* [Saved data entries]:
- - -

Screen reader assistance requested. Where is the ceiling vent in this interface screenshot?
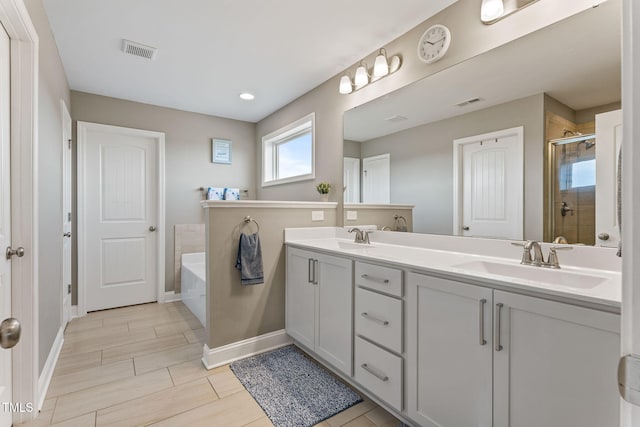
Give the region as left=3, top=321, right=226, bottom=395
left=122, top=39, right=158, bottom=60
left=384, top=115, right=408, bottom=123
left=456, top=97, right=482, bottom=107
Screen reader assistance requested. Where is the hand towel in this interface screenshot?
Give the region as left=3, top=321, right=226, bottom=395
left=235, top=232, right=264, bottom=285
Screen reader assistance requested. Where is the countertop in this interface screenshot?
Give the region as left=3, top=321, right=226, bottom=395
left=284, top=228, right=621, bottom=312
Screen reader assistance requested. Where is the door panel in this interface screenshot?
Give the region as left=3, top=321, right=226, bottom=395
left=83, top=125, right=159, bottom=311
left=62, top=101, right=72, bottom=326
left=362, top=154, right=390, bottom=203
left=0, top=22, right=11, bottom=427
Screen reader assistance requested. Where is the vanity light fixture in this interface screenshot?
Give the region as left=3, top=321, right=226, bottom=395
left=481, top=0, right=541, bottom=25
left=339, top=48, right=402, bottom=95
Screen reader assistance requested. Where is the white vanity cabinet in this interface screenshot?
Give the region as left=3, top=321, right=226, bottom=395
left=407, top=272, right=620, bottom=427
left=285, top=247, right=353, bottom=376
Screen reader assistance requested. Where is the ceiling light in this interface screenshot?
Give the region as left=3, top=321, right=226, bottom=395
left=338, top=48, right=401, bottom=95
left=481, top=0, right=504, bottom=22
left=373, top=49, right=389, bottom=78
left=339, top=75, right=353, bottom=94
left=239, top=93, right=255, bottom=101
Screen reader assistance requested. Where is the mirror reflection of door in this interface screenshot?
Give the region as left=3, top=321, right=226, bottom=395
left=362, top=154, right=390, bottom=203
left=595, top=109, right=622, bottom=248
left=343, top=157, right=361, bottom=203
left=454, top=127, right=524, bottom=240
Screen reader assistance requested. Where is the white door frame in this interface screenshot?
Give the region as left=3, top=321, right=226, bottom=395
left=621, top=0, right=640, bottom=424
left=452, top=126, right=524, bottom=237
left=0, top=0, right=39, bottom=422
left=77, top=122, right=166, bottom=317
left=60, top=100, right=71, bottom=326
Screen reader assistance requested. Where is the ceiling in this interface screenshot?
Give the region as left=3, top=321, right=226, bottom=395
left=43, top=0, right=458, bottom=123
left=344, top=0, right=621, bottom=142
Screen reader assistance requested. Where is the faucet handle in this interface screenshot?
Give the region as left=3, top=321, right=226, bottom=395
left=546, top=246, right=573, bottom=269
left=511, top=241, right=532, bottom=264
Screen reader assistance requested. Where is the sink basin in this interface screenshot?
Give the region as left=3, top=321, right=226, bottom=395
left=452, top=261, right=608, bottom=289
left=337, top=241, right=374, bottom=250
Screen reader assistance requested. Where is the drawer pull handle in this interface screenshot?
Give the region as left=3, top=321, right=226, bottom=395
left=360, top=274, right=389, bottom=284
left=361, top=312, right=389, bottom=326
left=361, top=363, right=389, bottom=382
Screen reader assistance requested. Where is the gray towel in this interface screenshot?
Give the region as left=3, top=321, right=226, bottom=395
left=235, top=232, right=264, bottom=285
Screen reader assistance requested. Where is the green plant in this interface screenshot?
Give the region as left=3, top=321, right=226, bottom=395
left=316, top=182, right=331, bottom=194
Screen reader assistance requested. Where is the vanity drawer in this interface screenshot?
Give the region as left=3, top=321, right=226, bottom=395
left=355, top=336, right=402, bottom=411
left=355, top=262, right=402, bottom=297
left=355, top=287, right=402, bottom=353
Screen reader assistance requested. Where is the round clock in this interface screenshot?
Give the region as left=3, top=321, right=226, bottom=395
left=417, top=24, right=451, bottom=64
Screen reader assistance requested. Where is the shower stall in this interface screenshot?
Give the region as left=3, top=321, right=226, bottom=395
left=548, top=131, right=597, bottom=245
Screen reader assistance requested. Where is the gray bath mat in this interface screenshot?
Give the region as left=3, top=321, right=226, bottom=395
left=230, top=345, right=362, bottom=427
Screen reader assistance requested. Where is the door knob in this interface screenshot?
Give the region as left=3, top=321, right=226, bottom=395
left=5, top=246, right=24, bottom=260
left=148, top=226, right=157, bottom=232
left=463, top=226, right=470, bottom=231
left=63, top=232, right=72, bottom=238
left=0, top=318, right=20, bottom=349
left=598, top=233, right=610, bottom=241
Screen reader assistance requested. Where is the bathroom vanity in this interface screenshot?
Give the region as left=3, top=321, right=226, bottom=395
left=284, top=227, right=621, bottom=427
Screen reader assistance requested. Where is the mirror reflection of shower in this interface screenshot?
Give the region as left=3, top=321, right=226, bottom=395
left=550, top=129, right=596, bottom=245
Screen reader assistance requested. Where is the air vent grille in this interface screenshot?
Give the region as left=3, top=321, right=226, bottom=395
left=122, top=39, right=157, bottom=60
left=384, top=115, right=408, bottom=123
left=456, top=97, right=482, bottom=107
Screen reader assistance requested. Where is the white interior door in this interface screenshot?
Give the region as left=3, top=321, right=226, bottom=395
left=454, top=127, right=524, bottom=240
left=79, top=122, right=164, bottom=312
left=0, top=22, right=12, bottom=427
left=343, top=157, right=360, bottom=203
left=362, top=154, right=390, bottom=203
left=595, top=109, right=622, bottom=248
left=61, top=101, right=72, bottom=325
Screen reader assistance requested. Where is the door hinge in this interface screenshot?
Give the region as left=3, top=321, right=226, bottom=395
left=68, top=139, right=72, bottom=149
left=67, top=284, right=71, bottom=295
left=619, top=354, right=640, bottom=406
left=68, top=212, right=72, bottom=222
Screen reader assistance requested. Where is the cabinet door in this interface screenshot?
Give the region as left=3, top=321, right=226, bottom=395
left=493, top=290, right=620, bottom=427
left=316, top=252, right=353, bottom=376
left=407, top=273, right=493, bottom=427
left=285, top=247, right=316, bottom=350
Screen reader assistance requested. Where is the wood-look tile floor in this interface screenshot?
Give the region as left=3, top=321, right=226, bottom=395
left=17, top=302, right=402, bottom=427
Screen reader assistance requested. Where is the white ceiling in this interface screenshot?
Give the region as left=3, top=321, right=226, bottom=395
left=43, top=0, right=458, bottom=123
left=344, top=0, right=621, bottom=142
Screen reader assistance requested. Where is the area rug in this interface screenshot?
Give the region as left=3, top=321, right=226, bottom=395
left=230, top=345, right=363, bottom=427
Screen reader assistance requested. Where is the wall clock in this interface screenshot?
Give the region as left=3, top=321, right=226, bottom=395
left=417, top=24, right=451, bottom=64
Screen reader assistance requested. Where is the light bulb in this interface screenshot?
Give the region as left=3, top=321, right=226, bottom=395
left=481, top=0, right=504, bottom=22
left=339, top=75, right=353, bottom=94
left=373, top=50, right=389, bottom=77
left=354, top=64, right=369, bottom=88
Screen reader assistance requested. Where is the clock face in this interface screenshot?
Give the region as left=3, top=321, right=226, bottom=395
left=418, top=25, right=451, bottom=64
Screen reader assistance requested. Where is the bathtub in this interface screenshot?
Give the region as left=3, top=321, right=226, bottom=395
left=181, top=252, right=205, bottom=328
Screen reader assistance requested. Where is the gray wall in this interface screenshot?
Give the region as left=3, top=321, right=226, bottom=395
left=70, top=91, right=257, bottom=295
left=255, top=0, right=591, bottom=208
left=24, top=0, right=71, bottom=373
left=360, top=94, right=544, bottom=239
left=343, top=140, right=361, bottom=159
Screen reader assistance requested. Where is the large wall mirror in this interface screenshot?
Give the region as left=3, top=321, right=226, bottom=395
left=343, top=0, right=621, bottom=246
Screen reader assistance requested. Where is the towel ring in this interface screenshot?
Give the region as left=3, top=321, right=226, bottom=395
left=243, top=216, right=260, bottom=233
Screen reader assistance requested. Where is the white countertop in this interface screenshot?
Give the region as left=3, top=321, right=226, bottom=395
left=284, top=228, right=621, bottom=311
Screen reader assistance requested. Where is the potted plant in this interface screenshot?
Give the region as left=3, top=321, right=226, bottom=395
left=316, top=182, right=331, bottom=202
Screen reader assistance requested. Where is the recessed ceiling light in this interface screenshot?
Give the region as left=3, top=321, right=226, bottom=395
left=239, top=93, right=255, bottom=101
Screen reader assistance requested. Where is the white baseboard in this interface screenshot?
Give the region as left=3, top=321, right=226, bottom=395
left=162, top=291, right=182, bottom=303
left=71, top=305, right=79, bottom=319
left=37, top=326, right=64, bottom=411
left=201, top=329, right=292, bottom=370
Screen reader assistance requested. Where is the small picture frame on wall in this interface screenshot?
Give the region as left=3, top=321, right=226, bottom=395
left=212, top=138, right=232, bottom=164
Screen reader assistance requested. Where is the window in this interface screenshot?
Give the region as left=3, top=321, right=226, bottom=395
left=559, top=159, right=596, bottom=190
left=262, top=113, right=315, bottom=186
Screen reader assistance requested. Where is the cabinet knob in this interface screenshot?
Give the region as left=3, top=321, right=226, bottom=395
left=598, top=232, right=610, bottom=241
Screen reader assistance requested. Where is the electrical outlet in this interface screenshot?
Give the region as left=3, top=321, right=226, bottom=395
left=346, top=211, right=358, bottom=220
left=311, top=211, right=324, bottom=221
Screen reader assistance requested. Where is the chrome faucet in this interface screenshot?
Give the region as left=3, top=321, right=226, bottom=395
left=348, top=228, right=371, bottom=244
left=512, top=240, right=572, bottom=268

- - -

* [About this task]:
All lines from the start of the entries above through the line containing "Screen reader assistance requested. Where is the hand" must be transcribed exactly, both ends included, and no picture may be copied.

* [Response]:
Screen reader assistance requested. Where is the ceiling vent in this interface screenshot?
Give the region as left=3, top=321, right=226, bottom=395
left=122, top=39, right=158, bottom=60
left=384, top=115, right=408, bottom=123
left=456, top=97, right=482, bottom=107
Screen reader assistance requested. Where is the hand towel in this interface screenshot?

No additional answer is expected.